#### EXTRACTED DATA
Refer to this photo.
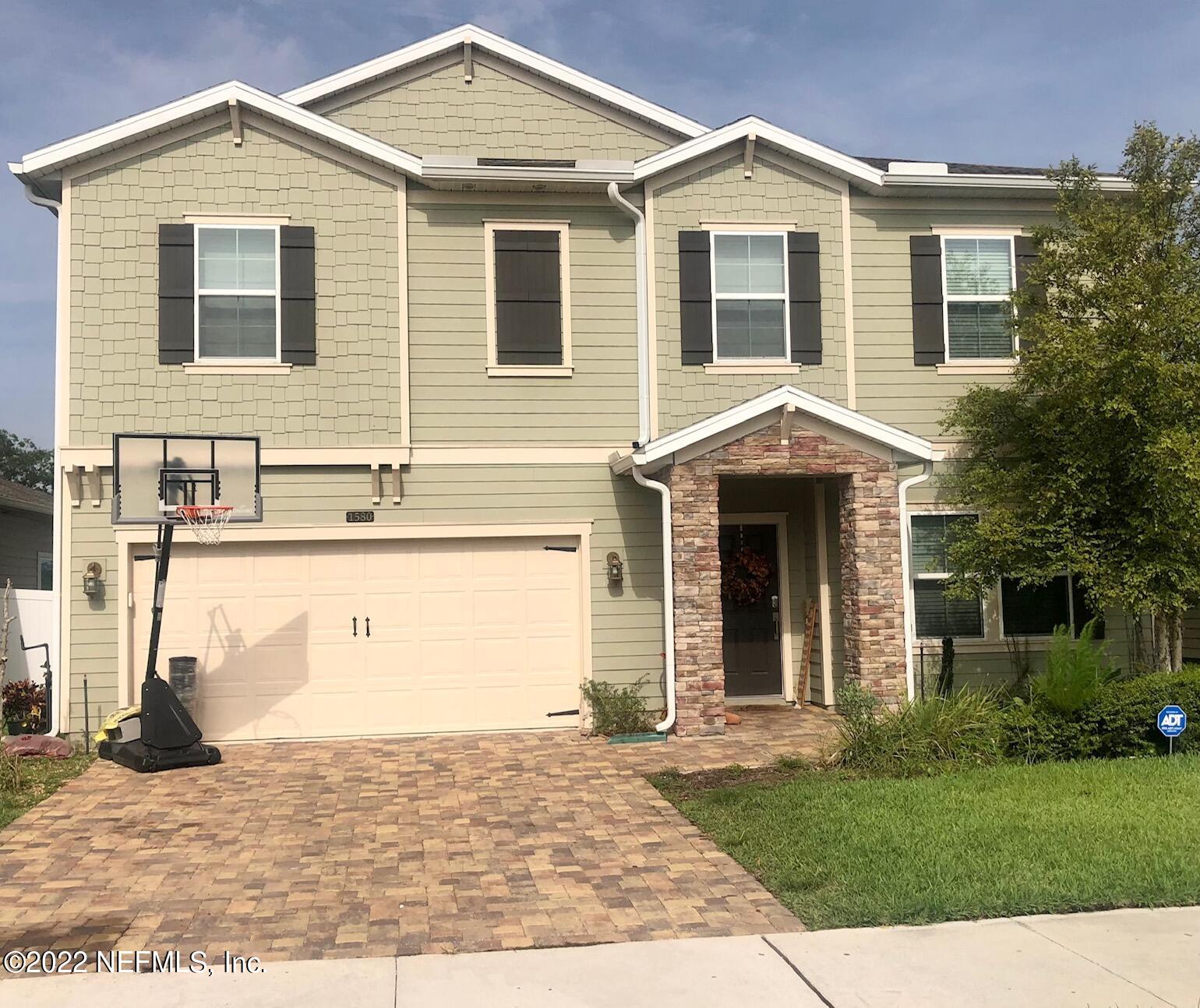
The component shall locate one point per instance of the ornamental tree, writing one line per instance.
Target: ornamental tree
(1089, 459)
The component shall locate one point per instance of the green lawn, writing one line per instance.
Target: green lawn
(1004, 841)
(40, 777)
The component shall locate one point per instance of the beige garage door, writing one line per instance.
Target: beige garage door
(372, 637)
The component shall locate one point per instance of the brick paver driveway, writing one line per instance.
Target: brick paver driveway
(389, 848)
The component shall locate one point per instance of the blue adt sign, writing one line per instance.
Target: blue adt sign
(1171, 721)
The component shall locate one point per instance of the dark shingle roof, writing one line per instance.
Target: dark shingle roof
(23, 499)
(962, 167)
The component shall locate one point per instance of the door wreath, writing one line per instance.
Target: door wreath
(746, 576)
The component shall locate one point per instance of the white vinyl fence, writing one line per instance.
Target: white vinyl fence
(35, 619)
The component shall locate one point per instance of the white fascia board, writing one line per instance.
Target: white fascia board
(828, 159)
(1037, 182)
(777, 399)
(508, 51)
(204, 104)
(511, 173)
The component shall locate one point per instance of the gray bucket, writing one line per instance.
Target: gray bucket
(182, 681)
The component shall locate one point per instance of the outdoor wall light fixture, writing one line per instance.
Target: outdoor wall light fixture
(91, 576)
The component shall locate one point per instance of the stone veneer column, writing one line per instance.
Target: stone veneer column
(873, 583)
(700, 666)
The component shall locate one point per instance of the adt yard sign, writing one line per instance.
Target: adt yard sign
(1171, 721)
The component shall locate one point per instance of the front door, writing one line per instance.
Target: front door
(750, 610)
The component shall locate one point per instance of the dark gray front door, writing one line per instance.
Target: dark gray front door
(750, 611)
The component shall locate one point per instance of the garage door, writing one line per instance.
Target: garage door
(372, 637)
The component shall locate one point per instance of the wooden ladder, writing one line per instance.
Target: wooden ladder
(810, 626)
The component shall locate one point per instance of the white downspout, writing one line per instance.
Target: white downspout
(910, 630)
(668, 595)
(644, 435)
(55, 206)
(644, 313)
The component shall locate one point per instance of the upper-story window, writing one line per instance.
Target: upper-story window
(750, 317)
(237, 293)
(528, 299)
(979, 281)
(936, 613)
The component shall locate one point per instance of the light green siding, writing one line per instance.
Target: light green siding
(626, 622)
(351, 397)
(722, 193)
(453, 397)
(889, 386)
(496, 115)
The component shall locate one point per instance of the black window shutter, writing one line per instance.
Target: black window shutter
(695, 298)
(804, 293)
(177, 293)
(298, 295)
(1026, 256)
(928, 326)
(528, 298)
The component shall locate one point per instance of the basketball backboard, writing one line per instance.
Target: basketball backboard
(154, 474)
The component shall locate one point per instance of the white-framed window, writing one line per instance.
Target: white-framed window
(1036, 610)
(978, 277)
(750, 297)
(528, 291)
(238, 292)
(935, 613)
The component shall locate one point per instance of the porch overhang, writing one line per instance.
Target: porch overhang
(782, 404)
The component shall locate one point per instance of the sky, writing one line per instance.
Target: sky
(1013, 83)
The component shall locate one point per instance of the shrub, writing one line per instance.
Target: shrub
(1124, 717)
(856, 703)
(24, 706)
(617, 710)
(1075, 671)
(1037, 734)
(924, 736)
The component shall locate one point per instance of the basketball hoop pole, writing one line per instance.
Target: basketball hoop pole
(162, 563)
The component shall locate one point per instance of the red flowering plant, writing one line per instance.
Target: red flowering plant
(24, 706)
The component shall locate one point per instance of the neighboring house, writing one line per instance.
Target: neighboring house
(506, 306)
(26, 537)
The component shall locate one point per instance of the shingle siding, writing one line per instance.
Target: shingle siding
(496, 115)
(722, 193)
(351, 395)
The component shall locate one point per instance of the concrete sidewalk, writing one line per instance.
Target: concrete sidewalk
(1128, 958)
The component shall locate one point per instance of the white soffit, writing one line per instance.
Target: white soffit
(508, 51)
(198, 106)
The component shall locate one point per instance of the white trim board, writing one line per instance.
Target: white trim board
(486, 41)
(725, 426)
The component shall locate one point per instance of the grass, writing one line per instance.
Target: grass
(39, 777)
(842, 852)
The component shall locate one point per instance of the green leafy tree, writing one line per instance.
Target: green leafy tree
(1089, 460)
(24, 462)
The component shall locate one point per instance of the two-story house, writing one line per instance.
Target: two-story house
(626, 397)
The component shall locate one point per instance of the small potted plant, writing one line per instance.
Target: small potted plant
(24, 707)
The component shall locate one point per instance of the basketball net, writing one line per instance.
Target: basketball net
(206, 521)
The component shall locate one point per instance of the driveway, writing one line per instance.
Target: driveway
(390, 848)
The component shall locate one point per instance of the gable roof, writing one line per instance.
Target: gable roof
(24, 499)
(730, 424)
(198, 106)
(508, 51)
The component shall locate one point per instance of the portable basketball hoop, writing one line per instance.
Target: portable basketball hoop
(206, 521)
(166, 480)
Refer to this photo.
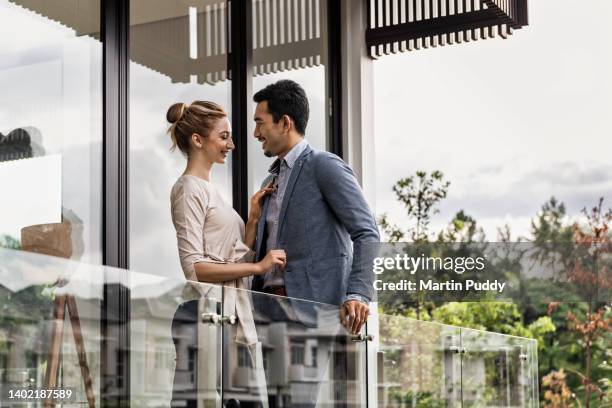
########
YOUR GOAL → Please state how many lines in the records above contain the word "concrete", giving only the number.

THE ANSWER → 2